Start
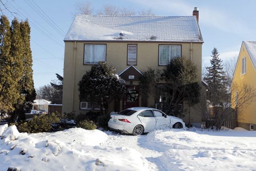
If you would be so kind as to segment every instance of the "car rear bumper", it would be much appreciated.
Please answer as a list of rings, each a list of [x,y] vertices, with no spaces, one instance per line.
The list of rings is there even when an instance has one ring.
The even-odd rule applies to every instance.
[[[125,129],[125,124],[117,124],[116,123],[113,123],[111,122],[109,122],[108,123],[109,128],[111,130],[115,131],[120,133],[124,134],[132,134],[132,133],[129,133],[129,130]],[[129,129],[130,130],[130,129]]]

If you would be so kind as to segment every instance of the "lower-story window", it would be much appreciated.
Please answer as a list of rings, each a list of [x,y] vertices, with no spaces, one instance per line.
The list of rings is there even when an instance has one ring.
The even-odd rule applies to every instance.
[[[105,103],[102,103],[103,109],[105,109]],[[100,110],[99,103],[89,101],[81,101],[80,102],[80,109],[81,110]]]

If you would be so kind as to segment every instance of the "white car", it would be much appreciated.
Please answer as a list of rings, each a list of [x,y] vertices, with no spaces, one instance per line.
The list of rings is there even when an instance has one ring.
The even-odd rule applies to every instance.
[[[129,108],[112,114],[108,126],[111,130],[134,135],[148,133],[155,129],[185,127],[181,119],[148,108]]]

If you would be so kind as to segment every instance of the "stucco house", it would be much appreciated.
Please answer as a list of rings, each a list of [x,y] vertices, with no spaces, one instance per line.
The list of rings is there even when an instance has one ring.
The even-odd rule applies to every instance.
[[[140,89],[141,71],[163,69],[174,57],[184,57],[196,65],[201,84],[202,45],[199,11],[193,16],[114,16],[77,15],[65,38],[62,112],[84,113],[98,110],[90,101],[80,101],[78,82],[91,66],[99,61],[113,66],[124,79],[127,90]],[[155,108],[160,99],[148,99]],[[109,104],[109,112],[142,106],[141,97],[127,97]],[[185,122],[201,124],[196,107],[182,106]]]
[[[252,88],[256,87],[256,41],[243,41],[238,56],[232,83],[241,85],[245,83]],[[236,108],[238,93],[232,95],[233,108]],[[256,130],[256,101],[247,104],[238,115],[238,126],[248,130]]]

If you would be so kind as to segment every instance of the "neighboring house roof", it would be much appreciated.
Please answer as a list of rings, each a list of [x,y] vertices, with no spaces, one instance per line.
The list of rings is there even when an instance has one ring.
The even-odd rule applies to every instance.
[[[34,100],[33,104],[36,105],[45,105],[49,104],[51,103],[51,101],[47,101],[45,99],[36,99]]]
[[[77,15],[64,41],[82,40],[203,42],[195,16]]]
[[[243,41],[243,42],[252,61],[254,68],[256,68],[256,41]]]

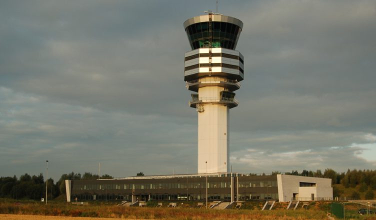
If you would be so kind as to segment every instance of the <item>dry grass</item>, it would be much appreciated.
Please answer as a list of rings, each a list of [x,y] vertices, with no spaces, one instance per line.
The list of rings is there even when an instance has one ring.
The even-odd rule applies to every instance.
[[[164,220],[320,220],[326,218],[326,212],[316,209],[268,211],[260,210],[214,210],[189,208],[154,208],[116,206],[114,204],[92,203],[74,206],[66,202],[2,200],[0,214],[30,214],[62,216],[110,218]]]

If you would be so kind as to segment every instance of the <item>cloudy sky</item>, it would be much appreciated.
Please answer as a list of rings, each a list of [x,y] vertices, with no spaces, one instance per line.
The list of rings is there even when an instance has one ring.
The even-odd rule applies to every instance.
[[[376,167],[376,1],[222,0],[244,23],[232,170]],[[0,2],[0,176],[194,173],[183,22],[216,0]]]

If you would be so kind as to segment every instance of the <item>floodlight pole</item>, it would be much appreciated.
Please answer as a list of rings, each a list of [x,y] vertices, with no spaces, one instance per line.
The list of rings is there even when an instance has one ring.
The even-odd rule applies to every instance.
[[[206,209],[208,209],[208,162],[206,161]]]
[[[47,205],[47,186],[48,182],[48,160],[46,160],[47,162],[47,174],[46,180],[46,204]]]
End
Start
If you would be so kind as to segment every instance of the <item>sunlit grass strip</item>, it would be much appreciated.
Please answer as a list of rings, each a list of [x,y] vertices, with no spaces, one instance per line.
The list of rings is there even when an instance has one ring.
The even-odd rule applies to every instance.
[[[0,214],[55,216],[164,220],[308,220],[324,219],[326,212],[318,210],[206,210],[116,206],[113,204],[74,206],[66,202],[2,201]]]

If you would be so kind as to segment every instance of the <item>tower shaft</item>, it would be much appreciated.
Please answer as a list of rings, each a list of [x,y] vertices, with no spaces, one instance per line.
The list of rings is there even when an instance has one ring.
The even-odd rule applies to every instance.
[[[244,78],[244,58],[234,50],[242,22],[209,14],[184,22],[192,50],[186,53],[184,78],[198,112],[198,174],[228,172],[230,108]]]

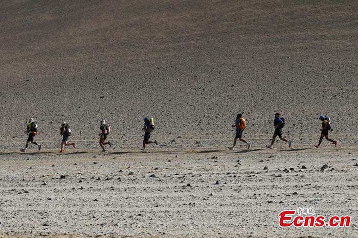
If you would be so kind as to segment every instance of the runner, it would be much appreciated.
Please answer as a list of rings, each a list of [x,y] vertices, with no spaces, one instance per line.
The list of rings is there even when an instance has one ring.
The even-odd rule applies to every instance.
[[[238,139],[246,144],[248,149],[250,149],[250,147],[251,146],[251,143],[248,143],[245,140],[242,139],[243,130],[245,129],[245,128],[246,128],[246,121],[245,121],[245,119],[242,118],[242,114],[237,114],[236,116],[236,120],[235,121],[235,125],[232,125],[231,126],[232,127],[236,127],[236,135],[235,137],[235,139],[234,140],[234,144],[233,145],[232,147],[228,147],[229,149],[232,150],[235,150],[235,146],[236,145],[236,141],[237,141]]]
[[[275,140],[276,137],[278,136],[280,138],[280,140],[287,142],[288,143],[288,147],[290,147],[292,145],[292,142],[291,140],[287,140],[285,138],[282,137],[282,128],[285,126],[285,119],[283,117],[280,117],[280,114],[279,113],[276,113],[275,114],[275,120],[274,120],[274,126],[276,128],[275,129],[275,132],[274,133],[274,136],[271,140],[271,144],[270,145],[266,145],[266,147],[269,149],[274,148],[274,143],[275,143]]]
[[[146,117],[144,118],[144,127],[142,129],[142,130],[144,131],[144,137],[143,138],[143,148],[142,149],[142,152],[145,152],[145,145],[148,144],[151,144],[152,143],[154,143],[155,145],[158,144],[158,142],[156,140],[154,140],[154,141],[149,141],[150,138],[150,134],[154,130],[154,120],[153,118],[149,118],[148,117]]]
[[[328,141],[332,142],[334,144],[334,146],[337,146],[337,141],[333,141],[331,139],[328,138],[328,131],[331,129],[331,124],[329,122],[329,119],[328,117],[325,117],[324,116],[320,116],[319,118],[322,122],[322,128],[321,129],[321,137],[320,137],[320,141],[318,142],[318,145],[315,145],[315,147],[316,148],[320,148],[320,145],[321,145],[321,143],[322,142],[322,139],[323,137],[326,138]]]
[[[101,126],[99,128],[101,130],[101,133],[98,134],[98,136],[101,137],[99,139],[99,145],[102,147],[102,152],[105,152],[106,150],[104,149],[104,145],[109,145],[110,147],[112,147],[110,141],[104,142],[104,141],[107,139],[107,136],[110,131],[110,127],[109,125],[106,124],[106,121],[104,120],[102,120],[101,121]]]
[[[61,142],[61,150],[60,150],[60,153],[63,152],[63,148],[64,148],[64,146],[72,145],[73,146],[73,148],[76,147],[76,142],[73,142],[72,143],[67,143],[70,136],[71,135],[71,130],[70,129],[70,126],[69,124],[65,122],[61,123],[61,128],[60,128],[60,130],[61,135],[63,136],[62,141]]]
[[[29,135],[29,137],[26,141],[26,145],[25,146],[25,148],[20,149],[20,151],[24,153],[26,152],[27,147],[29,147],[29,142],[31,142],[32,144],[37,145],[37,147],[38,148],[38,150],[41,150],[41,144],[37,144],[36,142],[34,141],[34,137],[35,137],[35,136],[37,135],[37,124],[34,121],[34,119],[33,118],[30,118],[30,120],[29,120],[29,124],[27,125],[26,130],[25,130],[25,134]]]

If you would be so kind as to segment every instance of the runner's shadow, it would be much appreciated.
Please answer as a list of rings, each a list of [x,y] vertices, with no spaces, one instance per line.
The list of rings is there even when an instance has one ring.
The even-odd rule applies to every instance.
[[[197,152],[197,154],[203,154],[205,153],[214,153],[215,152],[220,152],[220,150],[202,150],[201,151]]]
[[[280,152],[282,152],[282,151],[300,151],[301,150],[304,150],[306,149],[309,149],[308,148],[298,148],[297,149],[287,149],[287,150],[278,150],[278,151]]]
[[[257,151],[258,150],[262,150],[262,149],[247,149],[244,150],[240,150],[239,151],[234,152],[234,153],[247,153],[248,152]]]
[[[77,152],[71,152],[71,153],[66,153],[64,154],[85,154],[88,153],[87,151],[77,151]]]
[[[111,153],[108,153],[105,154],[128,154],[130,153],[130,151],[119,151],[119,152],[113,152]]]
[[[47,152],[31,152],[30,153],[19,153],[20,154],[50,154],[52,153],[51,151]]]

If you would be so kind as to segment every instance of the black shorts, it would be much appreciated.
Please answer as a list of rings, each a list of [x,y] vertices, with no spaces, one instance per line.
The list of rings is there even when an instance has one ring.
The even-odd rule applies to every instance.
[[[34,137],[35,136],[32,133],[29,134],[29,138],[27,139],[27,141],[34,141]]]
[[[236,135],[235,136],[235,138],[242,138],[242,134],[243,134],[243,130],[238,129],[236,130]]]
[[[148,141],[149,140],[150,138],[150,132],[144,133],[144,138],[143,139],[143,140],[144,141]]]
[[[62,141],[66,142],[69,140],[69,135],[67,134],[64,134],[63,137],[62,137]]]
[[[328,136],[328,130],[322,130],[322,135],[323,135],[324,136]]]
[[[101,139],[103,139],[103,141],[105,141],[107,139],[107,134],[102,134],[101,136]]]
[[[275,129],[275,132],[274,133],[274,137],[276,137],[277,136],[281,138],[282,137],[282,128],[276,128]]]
End
▶ **Task requirements**
Please state how many lines of the data above contain the string "runner", giving only the number.

▶ **Problem solution**
2